## O QUE FAZER
1. No texto sobre o corte de árvores na cidade, quantas árvores o prefeito derrubou para começar a obra da ciclovia?
2. Prolongue o texto sobre o corte de árvores na cidade a partir do ponto em que ele termina.

## TEXTO DE LEITURA
Em abril do ano passado, escrevi um zine dedicado ao tema da natureza. Nele, incluí alguns textos de reflexão e um poema-protesto sobre a realidade que presencio aqui onde vivo. Naquela época, a prefeitura da cidade onde moro parecia em uma cruzada contra as árvores, “suprimindo”, cortando, removendo e estraçalhando diversos espécimes em várias regiões do município. Esta mentalidade anti-verde continua firme e forte e triunfante por aqui, uma cidade com “Campos” no nome, mas que parece avessa a tudo o que é natural.
No mês de agosto, o prefeito iniciou a construção de uma ciclovia e, para começar a obra, derrubou cerca de 70 árvores. Sim, você leu certo: setenta árvores cortadas de uma só vez, apenas para abrir espaço em uma via. Seriam 140, mas o Conselho Municipal do Meio Ambiente conseguiu intervir e impedir o restante da poda (algo que pode, também, ser revogado a qualquer momento). No entanto, o estrago já estava feito. A justificativa é que tais árvores não são nativas, e que a administração municipal fará a compensação ambiental plantando dez vezes mais esse número. Porém, nós sabemos que a tecnologia já permite fazer muitas melhorias na cidade sem precisar acabar com o verde.
Além do mais, quem controla essas “compensações”? Como a população pode saber se as entidades do município estão cumprindo suas promessas? Não há transparência em nada nesse país. Então, como confiar na palavra de um político que já mostrou ter pouco comprometimento com as questões ambientais?
No início deste mês, foi também aprovada a nova lei de zoneamento, que, entre outras atrocidades, permitirá que prédios imensos sejam construídos em locais já saturados. Infelizmente, por disputas políticas e brigas que mais parecem rixas de torcida organizada, tivemos esse resultado desastroso, que terá consequências péssimas para a qualidade de vida da população. Com a aprovação desta nova lei, será muito difícil, se não impossível, impedir que as 430 árvores do Bosque da Tivoli sejam cortadas (Se você é de São José dos Campos vai entender do que estou falando. Se não, dá uma olhadinha aqui).

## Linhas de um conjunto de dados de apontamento

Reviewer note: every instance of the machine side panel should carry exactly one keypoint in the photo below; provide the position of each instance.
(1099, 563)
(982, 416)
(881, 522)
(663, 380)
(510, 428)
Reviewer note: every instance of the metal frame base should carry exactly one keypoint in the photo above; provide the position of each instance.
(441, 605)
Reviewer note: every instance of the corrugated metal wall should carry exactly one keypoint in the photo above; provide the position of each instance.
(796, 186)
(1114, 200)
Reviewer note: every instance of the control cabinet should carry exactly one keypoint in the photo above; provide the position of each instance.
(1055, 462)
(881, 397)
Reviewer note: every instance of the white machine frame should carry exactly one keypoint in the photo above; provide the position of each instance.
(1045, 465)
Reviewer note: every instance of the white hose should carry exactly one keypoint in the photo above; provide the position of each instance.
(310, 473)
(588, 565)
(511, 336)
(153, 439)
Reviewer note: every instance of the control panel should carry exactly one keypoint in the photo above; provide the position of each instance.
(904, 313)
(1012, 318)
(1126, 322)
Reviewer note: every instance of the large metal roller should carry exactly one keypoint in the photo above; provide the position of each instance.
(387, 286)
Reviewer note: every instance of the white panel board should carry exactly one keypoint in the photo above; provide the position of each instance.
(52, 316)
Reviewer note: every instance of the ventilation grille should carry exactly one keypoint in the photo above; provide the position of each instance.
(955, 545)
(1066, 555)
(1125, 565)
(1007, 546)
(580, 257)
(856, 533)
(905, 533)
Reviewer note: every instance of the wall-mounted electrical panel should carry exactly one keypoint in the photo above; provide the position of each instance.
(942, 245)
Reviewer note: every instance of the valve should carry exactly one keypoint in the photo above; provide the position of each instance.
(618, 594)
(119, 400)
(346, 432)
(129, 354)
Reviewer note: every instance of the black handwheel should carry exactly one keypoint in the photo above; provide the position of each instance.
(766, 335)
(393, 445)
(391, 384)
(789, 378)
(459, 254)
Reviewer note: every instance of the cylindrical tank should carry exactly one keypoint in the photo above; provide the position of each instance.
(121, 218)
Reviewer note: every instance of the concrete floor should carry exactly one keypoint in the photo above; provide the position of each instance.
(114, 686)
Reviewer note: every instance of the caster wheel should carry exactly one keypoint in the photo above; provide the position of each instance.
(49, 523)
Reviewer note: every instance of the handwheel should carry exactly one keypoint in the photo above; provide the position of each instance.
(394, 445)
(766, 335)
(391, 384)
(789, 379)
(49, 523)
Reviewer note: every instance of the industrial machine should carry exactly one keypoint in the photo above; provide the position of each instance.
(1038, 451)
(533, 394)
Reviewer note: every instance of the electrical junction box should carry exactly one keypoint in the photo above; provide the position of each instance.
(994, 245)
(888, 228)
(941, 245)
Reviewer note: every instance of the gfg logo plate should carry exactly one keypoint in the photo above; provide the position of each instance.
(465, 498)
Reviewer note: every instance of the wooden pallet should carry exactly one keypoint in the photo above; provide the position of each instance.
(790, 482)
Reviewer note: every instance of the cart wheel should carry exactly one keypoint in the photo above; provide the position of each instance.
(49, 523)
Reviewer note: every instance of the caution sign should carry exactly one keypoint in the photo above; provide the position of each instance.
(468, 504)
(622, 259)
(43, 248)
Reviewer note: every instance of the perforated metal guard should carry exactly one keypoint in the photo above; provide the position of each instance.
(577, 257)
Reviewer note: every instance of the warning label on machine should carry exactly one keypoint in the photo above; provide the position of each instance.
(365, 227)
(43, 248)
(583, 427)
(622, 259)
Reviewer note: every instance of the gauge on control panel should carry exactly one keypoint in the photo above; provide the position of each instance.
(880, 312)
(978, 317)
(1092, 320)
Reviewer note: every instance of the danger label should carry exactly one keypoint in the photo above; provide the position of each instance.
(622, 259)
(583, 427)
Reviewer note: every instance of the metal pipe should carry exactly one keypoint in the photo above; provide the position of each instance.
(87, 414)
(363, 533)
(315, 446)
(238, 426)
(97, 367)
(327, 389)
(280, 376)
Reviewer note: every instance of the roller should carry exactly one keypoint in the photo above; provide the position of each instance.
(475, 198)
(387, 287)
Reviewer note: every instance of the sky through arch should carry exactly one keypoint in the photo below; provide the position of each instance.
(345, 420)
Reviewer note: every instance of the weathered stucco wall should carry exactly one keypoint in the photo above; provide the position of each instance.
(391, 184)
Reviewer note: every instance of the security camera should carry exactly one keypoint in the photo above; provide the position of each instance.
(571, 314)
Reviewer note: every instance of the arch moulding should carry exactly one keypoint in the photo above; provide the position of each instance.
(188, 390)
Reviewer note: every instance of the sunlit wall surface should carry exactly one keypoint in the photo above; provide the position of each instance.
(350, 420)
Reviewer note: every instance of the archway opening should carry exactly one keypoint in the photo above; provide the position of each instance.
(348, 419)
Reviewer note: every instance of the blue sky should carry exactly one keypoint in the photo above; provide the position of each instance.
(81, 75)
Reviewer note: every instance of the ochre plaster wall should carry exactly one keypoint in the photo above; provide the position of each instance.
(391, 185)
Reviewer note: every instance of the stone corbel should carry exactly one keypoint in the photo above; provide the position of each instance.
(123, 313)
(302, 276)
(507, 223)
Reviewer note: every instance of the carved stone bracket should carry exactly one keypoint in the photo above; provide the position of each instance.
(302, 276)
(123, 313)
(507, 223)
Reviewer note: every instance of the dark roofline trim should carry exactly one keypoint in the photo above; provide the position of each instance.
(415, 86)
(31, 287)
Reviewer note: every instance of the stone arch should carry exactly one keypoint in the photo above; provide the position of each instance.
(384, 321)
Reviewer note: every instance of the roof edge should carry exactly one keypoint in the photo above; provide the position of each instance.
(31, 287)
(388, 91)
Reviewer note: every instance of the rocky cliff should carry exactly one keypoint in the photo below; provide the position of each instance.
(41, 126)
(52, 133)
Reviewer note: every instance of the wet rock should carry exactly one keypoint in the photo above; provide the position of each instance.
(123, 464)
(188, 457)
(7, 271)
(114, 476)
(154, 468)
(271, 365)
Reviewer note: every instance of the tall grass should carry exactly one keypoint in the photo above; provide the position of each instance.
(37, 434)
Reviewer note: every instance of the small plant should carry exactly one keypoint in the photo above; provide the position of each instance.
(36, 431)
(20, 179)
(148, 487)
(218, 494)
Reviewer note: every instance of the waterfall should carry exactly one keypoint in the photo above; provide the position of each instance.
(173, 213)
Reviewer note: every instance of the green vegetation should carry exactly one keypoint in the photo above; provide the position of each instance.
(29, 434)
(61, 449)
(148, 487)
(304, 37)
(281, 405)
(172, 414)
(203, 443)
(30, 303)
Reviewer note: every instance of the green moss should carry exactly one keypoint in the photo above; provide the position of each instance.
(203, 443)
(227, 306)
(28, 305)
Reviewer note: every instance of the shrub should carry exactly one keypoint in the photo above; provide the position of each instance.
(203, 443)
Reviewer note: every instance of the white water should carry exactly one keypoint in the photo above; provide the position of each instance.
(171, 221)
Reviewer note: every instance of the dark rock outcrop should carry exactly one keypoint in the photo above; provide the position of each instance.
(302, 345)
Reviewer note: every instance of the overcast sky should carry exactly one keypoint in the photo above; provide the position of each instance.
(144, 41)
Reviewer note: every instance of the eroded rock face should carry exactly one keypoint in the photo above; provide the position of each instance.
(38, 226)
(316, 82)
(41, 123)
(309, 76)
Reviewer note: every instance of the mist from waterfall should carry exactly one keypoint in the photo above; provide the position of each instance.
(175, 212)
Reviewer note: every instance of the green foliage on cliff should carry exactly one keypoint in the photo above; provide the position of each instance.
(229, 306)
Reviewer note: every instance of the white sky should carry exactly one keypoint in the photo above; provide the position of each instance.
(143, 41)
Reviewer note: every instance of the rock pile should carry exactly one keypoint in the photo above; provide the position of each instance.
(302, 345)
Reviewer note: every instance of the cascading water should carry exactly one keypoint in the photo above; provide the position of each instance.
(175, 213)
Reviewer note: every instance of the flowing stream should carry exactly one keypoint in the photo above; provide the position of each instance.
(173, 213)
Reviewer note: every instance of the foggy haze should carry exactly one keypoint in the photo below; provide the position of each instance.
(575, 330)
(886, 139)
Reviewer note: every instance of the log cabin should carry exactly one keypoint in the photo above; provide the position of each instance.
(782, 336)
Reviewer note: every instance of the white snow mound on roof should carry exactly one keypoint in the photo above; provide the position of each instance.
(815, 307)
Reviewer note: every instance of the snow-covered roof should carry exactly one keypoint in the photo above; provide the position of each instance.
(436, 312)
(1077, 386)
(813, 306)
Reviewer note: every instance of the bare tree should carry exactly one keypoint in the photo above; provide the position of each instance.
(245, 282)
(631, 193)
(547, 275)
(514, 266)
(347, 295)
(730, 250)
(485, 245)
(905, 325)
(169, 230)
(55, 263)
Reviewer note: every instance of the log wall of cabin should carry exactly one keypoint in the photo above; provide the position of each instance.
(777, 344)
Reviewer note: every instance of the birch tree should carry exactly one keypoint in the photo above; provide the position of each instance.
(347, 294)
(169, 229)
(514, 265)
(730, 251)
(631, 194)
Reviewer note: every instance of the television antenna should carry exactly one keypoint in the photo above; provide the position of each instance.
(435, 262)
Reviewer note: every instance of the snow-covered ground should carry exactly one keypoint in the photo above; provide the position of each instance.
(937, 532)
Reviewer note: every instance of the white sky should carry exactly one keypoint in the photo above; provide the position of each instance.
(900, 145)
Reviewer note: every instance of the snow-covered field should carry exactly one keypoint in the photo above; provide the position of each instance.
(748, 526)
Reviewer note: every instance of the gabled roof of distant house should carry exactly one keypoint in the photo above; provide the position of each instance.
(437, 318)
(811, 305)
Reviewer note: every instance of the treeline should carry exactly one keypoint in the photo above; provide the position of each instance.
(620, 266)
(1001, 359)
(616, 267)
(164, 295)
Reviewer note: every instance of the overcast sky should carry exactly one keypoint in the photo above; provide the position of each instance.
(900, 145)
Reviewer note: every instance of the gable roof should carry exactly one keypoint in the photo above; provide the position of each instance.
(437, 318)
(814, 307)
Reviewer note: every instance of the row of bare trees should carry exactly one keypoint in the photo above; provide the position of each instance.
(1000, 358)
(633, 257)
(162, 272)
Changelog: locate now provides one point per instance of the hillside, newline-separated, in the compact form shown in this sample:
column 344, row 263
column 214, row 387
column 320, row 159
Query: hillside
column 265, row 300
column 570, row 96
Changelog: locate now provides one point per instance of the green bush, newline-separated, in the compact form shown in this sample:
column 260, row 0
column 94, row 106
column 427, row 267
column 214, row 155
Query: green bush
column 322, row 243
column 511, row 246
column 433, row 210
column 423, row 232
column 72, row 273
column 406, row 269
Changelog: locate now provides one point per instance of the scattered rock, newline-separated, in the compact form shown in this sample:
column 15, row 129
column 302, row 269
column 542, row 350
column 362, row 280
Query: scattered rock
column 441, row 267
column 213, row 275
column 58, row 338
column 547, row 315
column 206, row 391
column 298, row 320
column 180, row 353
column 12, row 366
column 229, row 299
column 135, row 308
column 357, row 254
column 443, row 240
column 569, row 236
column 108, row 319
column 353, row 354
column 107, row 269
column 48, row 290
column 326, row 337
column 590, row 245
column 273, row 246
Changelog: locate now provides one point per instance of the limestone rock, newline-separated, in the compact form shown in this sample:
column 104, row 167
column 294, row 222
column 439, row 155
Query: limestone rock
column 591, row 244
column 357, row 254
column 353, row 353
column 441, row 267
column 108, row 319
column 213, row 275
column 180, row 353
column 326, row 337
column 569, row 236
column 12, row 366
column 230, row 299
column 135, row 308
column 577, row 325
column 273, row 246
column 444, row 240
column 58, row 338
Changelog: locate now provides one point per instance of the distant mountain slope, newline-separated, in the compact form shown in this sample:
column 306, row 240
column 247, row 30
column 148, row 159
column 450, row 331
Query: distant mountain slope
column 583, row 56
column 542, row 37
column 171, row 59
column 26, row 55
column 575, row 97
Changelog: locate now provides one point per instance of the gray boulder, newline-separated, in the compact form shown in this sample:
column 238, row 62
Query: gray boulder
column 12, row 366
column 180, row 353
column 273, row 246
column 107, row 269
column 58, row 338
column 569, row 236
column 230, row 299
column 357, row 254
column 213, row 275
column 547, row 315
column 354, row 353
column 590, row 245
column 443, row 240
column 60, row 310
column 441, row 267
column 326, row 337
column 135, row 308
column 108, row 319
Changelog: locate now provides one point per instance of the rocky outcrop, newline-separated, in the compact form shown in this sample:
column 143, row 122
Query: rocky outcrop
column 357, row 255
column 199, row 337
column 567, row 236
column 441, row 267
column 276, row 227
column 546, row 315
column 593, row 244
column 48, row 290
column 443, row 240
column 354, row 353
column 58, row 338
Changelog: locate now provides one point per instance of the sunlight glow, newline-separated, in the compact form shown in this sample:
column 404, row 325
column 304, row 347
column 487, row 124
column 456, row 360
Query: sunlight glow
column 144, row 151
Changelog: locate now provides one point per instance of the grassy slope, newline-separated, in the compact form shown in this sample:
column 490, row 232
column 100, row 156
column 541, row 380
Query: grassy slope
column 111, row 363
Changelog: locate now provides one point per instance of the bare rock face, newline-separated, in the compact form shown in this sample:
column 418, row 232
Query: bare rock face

## RESPOSTAS DO EXERCÍCIO
1. Cerca de 70 árvores.

2.
Bem, esse é apenas um micro-drama que presencio aqui em minha cidade, e que certamente será elevado à milésima potência, se levarmos em conta todas as atrocidades que o ser humano pratica contra a natureza.
Mas, afinal, o que é “a natureza”?
Em uma breve pesquisa pela internet, encontramos definições diversas para esta palavra. O conceito de natureza engloba o mundo natural, o universo físico, o ambiente em que o ser humano vive, mas que não depende dele para viver. Quer dizer, nós dependemos totalmente da natureza, ao passo que ela pode sobreviver, prosperar, progredir, evoluir e florescer muito bem sem a nossa presença. Tem sido assim desde a criação do mundo.
Com isso em mente, podemos dizer que a natureza também somos nós, pois fazemos parte do ambiente e somos dependentes de seus recursos, como a água, o ar, o sol, os alimentos e a terra em que os cultivamos.
Pensando nesse significado de natureza, sinto uma enorme tristeza, um desespero, até, ao refletir sobre a realidade do planeta atualmente.
Estamos matando a Terra, e, com isso, cometendo um lento suicídio da civilização contemporânea. Poluímos, desmatamos, jogamos veneno, lixo, fumaça, fazemos o que bem entendemos, sempre julgando que não colheremos os frutos disso.
Muitas pessoas partem do princípio de que não estarão aqui para ver o resultado dessa destruição. Já ouvi muitos dizerem: “Credo, que exagero, o que eu tenho com isso? Daqui a alguns anos vou morrer e não ligo se o planeta for extinto”.
E, assim, seguimos, aniquilando a criação, a perfeita maravilha que o universo criou ao longo de milhões de anos, simplesmente por acreditarmos na superioridade do ser humano em relação às outras espécies. Seguimos queimando, serrando, cortando, estraçalhando, poluindo, matando, envenenando, sangrando vidas, desestabilizando o equilíbrio de todo um planeta, em troca de quê? Quanto dinheiro vale a pena?
Quando a ganância e a ambição se mostrarem obsoletas, impotentes diante da fúria da Terra, dinheiro algum poderá salvar a vida dos poderosos.
Todos nós somos a natureza. Não há como continuar nesse ritmo de destruição sem colher os frutos nefastos dessas atitudes.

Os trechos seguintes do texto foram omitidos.